▶ _EXERCISE BRIEF_:
Give the records again in full, exactly as written.

= = = = =

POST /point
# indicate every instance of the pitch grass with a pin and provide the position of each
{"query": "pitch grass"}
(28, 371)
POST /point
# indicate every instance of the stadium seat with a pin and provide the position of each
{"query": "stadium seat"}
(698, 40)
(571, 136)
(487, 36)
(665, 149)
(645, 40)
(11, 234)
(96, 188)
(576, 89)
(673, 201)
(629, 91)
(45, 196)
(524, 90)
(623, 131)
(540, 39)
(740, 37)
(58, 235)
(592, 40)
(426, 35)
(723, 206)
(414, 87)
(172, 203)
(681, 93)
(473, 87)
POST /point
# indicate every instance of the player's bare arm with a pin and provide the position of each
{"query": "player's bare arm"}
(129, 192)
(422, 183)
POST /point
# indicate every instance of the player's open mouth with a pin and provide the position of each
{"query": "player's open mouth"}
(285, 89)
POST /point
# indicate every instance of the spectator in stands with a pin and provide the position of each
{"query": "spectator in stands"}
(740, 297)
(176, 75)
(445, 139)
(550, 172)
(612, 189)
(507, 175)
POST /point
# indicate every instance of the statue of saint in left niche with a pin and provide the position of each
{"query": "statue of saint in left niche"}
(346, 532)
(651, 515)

= = = = =

▶ _RESPONSE FOR THIS EXERCISE_:
POST /point
# indicate every instance of the pitch grass with a pin and provide the position of each
{"query": "pitch grass"}
(28, 371)
POST /point
# indicate every instance of the stadium seat with a pin and provide the position of each
{"query": "stadium seat"}
(698, 40)
(571, 136)
(487, 36)
(665, 149)
(645, 40)
(11, 234)
(96, 188)
(576, 89)
(673, 201)
(629, 91)
(45, 196)
(524, 90)
(623, 131)
(540, 39)
(740, 37)
(58, 235)
(592, 40)
(426, 35)
(723, 206)
(414, 87)
(172, 203)
(681, 93)
(473, 87)
POST /point
# indicate every instance of the player's bare arm with a pin and provide the position of each
{"query": "player's bare arm"}
(129, 192)
(422, 183)
POST /point
# indicate every instance of the player's open mouth with a pin and provide the position of each
{"query": "player's open mouth"}
(285, 89)
POST /point
# indicate every instance of the spectator in stands with a pin and provide the position of each
{"query": "spectator in stands"}
(740, 297)
(176, 75)
(445, 139)
(550, 172)
(612, 189)
(507, 175)
POST /point
# indicate every instance of the statue of saint in left niche with a pin and provide the position of each
{"query": "statue of saint in left niche"}
(346, 532)
(651, 515)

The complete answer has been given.